Provided text:
-- -- --
In the midwestern US, Meijer stores sell white-topped AA Duraloops marked made in Japan at about $13 per pack of four. But they sell black-top AAA duracells marked made in China. I have a lot of Eneloops, but I've also had great luck with some Chinese made batteries: GP Recyko+ and Nexcell EnergyOn. Nexcell makes a low discharge D size EnergyOn they rate at 9000 mAh capacity.


----------



## shark_za (Jun 3, 2010)

The price dynamics are very different all over the world and this brings me to a choice. 
Down here I can get real Sanyo Eneloops for exactly the same price as Duraloops in B&M stores.

What do I get? 
The Sanyo's I have to drive across town and the Duraloops are at my local woolworths. 

The 8-pack might save me about 10% in Eneloops.

Does one need more than 12 Duraloops, 12 GP Reycko and 12 Hybrios?


----------



## Itchrelief (Jun 4, 2010)

shark_za said:


> The price dynamics are very different all over the world and this brings me to a choice.
> Down here I can get real Sanyo Eneloops for exactly the same price as Duraloops in B&M stores.
> 
> What do I get?
> ...



Of course you do. I have about 3x as many batteries as I have devices that actually get used enough to justify using rechargeables over primaries.

It's like some sort of Scrooge McDuck syndrome. Every now and then I pull out the batteries and admire them all lined up. I don't have enough yet to swim in them, however.


----------



## BatteryCharger (Jun 4, 2010)

shark_za said:


> The price dynamics are very different all over the world and this brings me to a choice.
> Down here I can get real Sanyo Eneloops for exactly the same price as Duraloops in B&M stores.
> 
> What do I get?
> ...


I would get whichever is easiest/cheapest to buy. I don't think you will ever find any kind of performance difference between an eneloop and a duraloop...personally I like the Duraloops just because I like the wrapper better.


----------



## cckw (Jun 6, 2010)

DiverDn said:


> I was in WalMart this morning and they have the Duraloops in stock for $12.49 for a four pack. They had the white around the button and I could see through the package that they were made in Japan.
> 
> Also went to Target and they had the same packaging but the batteries were marked made in China and they had the white around the button also.




I am going to suggest you are mistaken. Too many packages in your hand at the same time? I have not seen such a thing myself, nor have I read on this or other reputable forum of others seeing such a thing. So an exception showing up in central IA doesn't add up. But check again and if it is so post a photo it would be an important new detail for buyers to be aware of


----------



## Hollow Man (Jun 6, 2010)
-- -- --
Records supplied:
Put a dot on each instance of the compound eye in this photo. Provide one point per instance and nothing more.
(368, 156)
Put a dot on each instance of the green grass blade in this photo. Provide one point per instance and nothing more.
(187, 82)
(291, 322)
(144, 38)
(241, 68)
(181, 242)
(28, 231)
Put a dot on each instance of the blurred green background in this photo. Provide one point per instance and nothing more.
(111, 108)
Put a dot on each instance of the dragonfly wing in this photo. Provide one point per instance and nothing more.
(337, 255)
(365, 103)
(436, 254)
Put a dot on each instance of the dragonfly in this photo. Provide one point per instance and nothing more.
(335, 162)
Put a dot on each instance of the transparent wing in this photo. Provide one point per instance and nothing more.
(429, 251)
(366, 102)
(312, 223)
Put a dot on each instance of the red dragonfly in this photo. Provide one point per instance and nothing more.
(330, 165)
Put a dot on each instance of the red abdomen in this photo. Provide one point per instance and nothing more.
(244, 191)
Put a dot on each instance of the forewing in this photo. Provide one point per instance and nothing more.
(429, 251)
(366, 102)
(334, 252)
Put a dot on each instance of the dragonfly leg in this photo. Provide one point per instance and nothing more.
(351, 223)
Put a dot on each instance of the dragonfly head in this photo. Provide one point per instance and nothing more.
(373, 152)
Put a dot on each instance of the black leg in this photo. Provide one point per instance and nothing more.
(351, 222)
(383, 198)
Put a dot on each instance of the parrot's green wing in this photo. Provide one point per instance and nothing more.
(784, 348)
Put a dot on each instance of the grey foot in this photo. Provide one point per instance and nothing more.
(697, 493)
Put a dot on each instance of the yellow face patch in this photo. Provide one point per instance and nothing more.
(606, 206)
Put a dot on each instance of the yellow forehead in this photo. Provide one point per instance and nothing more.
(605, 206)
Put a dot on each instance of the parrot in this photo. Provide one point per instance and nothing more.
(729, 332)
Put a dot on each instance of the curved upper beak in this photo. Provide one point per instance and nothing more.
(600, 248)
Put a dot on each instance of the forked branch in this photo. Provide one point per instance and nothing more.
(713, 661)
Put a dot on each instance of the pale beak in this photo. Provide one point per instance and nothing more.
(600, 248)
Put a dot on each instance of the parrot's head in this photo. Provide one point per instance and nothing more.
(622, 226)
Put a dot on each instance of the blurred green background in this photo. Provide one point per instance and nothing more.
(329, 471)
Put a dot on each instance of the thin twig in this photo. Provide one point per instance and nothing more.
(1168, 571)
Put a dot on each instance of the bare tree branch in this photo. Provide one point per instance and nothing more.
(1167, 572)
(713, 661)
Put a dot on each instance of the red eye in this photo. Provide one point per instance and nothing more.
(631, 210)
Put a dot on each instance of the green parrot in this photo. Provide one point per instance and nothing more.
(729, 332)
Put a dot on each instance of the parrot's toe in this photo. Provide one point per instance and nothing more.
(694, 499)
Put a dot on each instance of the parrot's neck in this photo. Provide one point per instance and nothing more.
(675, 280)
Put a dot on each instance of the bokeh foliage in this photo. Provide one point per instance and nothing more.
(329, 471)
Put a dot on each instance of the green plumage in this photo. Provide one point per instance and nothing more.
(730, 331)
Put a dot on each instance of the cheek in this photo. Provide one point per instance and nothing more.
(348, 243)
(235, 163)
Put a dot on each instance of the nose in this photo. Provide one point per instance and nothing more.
-- -- --
Problem set:
1) From the battery thread, repeat word for word the passage that begins at the words "## BatteryCharger (Jun" and stops after "the wrapper better.".
2) Answer these from the battery thread:
(a) At about what price do Meijer stores sell a four-pack of the white-topped AA Duraloops?
(b) What reason does BatteryCharger give for personally liking Duraloops?
(c) What price for a four-pack of Duraloops is reported from WalMart?

Solutions to the exercise:
1)
## BatteryCharger (Jun 4, 2010)

shark_za said:


> The price dynamics are very different all over the world and this brings me to a choice.
> Down here I can get real Sanyo Eneloops for exactly the same price as Duraloops in B&M stores.
> 
> What do I get?
> ...


I would get whichever is easiest/cheapest to buy. I don't think you will ever find any kind of performance difference between an eneloop and a duraloop...personally I like the Duraloops just because I like the wrapper better.

2)
(a) About $13.
(b) BatteryCharger likes the wrapper better.
(c) $12.49.